PROBLEM - Starting with the line that contains "Indicate the locomotive front", repeat exactly every line through the last one in the records below, and leave out the pictures.

[Start of section]

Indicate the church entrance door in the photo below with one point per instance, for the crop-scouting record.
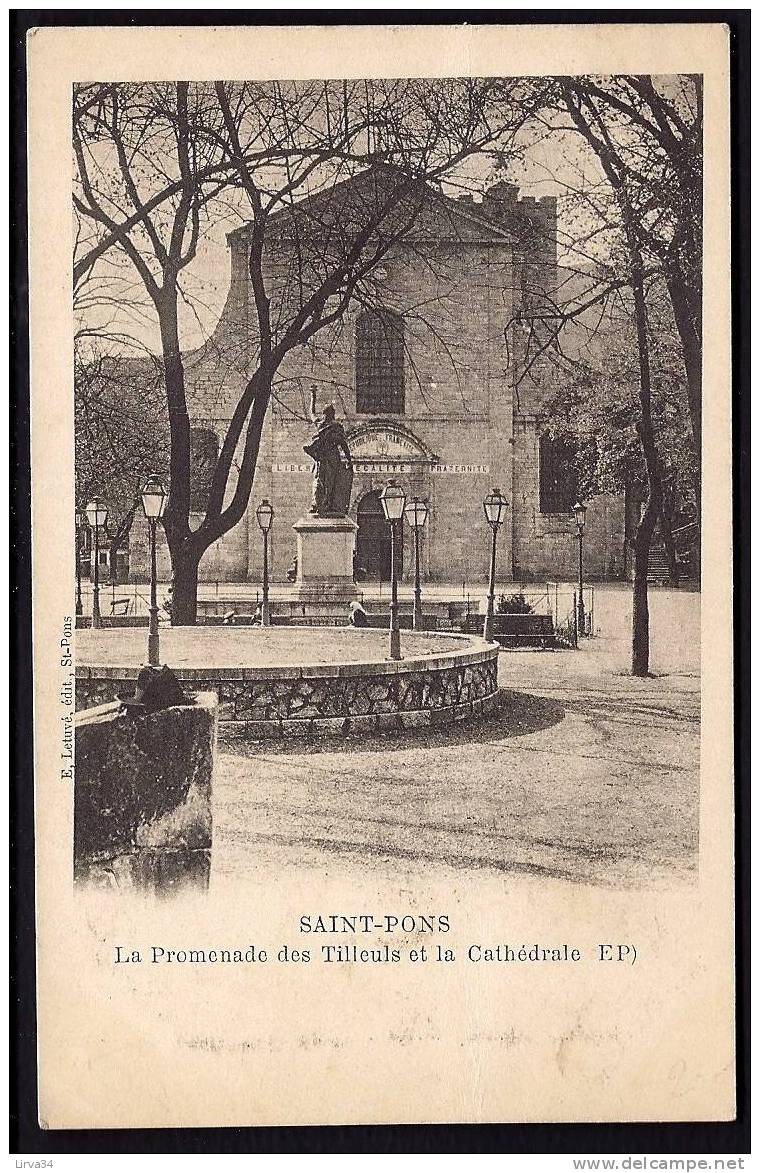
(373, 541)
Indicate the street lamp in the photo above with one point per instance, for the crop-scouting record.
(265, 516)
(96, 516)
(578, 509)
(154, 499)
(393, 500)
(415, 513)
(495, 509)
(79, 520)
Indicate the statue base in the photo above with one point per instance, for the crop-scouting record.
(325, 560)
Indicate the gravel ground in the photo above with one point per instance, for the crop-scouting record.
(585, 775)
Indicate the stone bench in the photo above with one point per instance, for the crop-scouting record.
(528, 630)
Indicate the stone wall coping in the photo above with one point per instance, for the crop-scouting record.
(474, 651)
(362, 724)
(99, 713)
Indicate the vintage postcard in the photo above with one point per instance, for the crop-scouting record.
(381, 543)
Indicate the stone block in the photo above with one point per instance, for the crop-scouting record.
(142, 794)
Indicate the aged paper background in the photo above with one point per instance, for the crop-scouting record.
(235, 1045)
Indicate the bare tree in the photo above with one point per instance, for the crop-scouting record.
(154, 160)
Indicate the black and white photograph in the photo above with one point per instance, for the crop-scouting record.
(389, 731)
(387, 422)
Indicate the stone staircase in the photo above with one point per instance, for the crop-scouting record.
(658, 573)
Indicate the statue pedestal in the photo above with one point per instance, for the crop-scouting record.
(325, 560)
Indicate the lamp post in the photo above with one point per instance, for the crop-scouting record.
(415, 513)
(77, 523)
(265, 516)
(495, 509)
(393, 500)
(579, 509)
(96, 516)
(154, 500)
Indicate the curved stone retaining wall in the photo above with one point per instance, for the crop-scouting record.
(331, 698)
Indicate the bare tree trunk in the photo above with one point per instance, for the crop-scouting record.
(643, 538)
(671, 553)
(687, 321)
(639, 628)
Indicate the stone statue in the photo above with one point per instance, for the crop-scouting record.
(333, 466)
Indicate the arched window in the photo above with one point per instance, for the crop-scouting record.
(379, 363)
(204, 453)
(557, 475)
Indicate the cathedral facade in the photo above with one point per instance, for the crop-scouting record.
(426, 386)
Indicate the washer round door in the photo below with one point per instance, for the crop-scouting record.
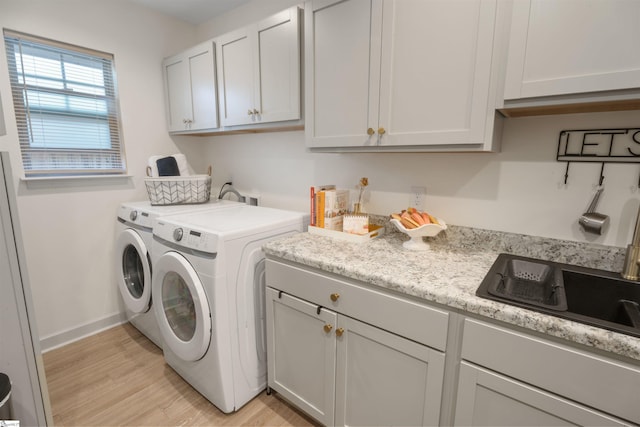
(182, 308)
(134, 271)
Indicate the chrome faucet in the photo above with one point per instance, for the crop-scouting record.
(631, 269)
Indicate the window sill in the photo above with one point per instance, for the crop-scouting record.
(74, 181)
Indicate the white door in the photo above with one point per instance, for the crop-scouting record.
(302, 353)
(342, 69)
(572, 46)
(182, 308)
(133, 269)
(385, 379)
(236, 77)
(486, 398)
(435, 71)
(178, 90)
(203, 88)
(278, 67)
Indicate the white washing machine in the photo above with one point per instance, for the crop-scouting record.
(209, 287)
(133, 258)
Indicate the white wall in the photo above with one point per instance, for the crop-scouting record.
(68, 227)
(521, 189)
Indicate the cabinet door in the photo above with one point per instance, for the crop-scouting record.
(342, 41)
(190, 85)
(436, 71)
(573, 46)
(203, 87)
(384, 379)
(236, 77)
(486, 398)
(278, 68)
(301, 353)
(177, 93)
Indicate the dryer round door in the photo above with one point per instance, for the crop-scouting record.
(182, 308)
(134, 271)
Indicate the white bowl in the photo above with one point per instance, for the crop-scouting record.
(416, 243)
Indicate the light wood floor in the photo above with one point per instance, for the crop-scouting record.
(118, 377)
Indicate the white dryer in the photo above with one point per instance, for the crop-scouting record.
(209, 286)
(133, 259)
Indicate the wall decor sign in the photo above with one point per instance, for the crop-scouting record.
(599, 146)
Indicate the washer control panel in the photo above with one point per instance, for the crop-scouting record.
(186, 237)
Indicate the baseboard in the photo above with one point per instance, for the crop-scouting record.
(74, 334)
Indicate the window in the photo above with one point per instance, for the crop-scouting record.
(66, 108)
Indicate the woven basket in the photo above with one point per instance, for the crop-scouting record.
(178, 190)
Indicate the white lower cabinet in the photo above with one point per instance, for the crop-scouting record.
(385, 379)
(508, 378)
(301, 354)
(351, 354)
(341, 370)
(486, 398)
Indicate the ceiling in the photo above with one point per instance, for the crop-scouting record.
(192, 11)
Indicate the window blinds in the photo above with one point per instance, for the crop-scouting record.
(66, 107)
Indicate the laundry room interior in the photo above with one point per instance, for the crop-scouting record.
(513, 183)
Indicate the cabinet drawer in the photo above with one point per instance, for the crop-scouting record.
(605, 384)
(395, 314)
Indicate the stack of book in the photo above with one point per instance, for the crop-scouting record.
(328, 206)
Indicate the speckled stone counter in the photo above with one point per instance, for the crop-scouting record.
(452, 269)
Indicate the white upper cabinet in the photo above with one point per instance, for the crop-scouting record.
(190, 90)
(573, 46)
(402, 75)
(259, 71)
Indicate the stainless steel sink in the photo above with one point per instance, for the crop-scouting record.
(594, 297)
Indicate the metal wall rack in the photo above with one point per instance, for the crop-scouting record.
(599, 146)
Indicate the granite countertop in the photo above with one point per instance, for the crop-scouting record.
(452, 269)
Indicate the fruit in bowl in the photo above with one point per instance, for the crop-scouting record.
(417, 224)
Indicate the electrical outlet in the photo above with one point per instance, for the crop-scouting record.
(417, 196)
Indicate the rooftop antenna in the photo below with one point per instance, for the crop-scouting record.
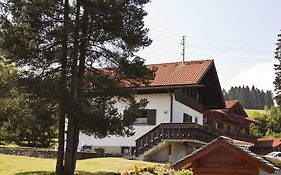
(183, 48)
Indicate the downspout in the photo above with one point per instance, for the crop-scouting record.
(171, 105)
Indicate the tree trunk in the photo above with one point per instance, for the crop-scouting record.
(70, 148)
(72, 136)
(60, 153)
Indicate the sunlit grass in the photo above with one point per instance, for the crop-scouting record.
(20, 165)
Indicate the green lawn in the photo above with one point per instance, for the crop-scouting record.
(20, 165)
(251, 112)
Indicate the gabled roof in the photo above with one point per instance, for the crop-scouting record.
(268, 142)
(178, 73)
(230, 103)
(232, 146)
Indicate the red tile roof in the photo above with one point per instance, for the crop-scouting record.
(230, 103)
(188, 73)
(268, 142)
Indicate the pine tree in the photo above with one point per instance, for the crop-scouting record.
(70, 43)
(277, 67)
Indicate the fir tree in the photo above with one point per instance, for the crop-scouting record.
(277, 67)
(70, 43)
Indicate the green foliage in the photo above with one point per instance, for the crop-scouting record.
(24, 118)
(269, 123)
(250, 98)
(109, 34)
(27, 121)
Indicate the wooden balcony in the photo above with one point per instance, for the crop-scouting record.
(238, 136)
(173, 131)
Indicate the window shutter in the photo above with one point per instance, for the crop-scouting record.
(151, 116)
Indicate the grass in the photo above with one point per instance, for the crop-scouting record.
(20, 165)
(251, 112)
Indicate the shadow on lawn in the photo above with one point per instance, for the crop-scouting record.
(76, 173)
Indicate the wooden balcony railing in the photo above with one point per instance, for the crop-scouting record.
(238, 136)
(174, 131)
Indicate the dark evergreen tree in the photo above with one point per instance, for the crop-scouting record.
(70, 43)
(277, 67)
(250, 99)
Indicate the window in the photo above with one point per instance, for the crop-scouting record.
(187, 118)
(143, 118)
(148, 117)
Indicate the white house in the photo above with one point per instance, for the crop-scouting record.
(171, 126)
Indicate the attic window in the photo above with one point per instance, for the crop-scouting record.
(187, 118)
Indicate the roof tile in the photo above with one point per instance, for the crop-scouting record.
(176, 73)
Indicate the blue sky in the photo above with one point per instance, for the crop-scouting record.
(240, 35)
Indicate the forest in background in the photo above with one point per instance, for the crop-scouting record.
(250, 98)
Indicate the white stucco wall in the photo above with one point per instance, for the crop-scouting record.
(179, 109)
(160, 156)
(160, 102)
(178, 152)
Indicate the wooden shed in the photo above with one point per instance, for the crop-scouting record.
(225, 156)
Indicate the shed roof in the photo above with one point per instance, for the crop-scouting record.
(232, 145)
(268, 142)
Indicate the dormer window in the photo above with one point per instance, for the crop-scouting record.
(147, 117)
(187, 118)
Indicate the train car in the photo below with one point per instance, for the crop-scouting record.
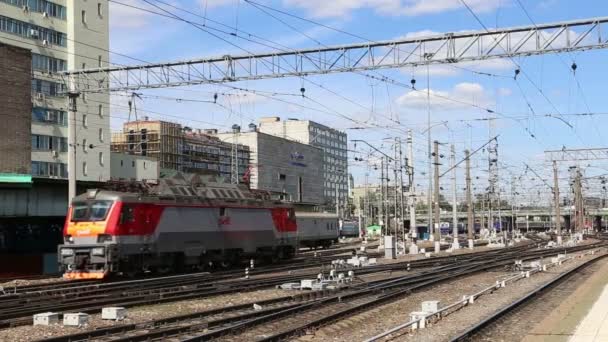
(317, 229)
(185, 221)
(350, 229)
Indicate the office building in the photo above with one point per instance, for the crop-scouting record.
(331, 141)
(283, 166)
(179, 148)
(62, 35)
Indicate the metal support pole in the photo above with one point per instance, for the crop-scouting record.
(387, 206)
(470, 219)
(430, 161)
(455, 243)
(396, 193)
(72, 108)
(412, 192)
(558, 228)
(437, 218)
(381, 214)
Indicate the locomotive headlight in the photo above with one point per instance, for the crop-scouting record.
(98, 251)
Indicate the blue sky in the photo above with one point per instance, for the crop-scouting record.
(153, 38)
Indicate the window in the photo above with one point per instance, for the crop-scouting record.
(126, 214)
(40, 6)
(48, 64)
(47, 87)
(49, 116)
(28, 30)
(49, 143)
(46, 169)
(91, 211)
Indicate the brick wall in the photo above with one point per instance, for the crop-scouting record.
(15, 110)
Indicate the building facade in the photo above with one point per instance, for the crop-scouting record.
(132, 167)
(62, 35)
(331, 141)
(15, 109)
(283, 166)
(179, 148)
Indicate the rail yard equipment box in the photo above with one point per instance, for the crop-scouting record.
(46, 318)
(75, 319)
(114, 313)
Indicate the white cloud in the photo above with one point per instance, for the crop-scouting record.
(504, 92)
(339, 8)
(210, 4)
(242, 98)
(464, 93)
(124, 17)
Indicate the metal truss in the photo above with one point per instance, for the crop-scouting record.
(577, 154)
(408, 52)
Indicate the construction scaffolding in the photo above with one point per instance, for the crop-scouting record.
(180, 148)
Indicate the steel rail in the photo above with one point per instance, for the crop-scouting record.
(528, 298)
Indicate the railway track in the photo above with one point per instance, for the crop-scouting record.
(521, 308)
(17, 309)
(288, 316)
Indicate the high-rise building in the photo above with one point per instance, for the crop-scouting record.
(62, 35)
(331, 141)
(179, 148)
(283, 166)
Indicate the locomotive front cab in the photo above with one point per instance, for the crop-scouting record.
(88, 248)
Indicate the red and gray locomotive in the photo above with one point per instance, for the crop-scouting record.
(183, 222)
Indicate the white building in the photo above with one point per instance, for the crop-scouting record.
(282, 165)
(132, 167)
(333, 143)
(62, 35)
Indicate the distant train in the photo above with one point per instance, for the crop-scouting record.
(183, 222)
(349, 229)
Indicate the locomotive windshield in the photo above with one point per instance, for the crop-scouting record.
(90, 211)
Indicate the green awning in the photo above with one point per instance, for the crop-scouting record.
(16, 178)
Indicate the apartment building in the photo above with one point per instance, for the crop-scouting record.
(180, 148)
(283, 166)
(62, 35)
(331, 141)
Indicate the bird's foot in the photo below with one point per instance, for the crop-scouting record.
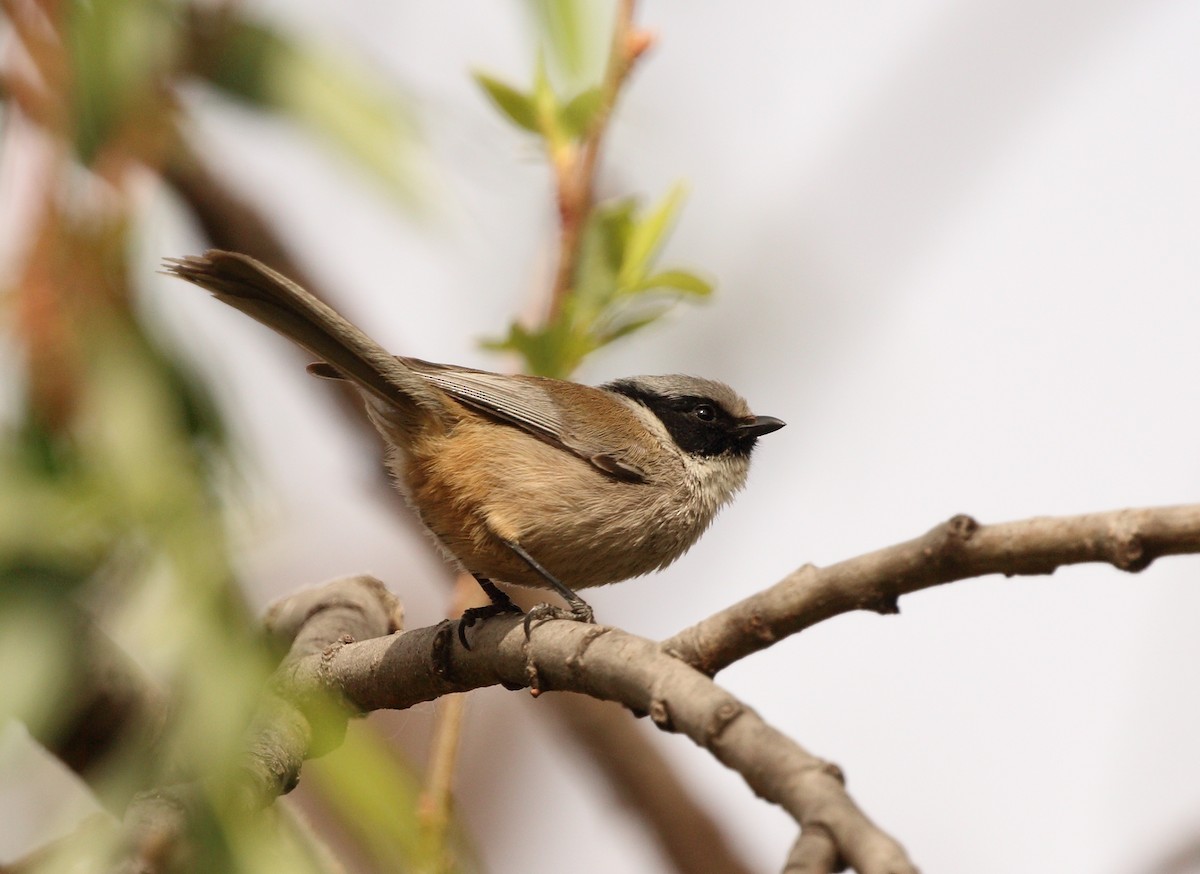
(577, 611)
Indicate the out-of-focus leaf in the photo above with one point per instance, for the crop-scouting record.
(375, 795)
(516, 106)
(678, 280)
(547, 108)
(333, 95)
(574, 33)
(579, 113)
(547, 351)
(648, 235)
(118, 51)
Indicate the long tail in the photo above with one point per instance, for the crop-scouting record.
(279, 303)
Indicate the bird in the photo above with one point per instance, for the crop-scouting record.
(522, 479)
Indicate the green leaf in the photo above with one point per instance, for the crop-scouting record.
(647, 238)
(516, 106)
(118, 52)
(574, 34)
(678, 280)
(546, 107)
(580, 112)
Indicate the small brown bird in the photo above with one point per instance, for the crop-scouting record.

[End of section]

EXERCISE ANSWER -
Indicate the locomotive front cab in the photo above with one point per instance, for the crop-scouting record.
(88, 248)
Indicate the red and gray locomotive in the photo above with one point per instance, for the crop-scouting record.
(183, 222)
Indicate the white building in the photo above with one point per instance, for the crop-scouting record.
(282, 165)
(132, 167)
(333, 143)
(62, 35)
Indicate the distant train in the photo above with one point per instance, for the crop-scouting record.
(183, 222)
(349, 229)
Indicate the locomotive windshield in the photo above with one point per instance, for the crop-scouting record.
(90, 211)
Indicate the green awning in the photo above with one point per instance, for the crop-scouting record.
(16, 178)
Indicate the apartment building in the photo above with one point per instance, for the crop-scouting record.
(180, 148)
(283, 166)
(62, 35)
(331, 141)
Indicate the bird's foot in the photo below with one point per instance, for the crop-scouting record.
(577, 611)
Indicate the out-of-focus leaf in the photo above with one point per instance, for the crop-scouting record.
(375, 795)
(516, 106)
(678, 280)
(547, 108)
(333, 95)
(574, 33)
(579, 113)
(547, 351)
(648, 235)
(118, 51)
Indicate the long tail in the photo above with one point per instance, for the crop-scouting record.
(279, 303)
Indicate the bird in the photo above with one point per instance, for the crop-scouting record.
(522, 479)
Indicate the green leaf in the photo above with one point per instance, for the crop-scouting record.
(647, 238)
(516, 106)
(118, 52)
(574, 34)
(678, 280)
(546, 107)
(580, 112)
Indicate the small brown bird in the photo above with one point per instance, for the crop-scouting record.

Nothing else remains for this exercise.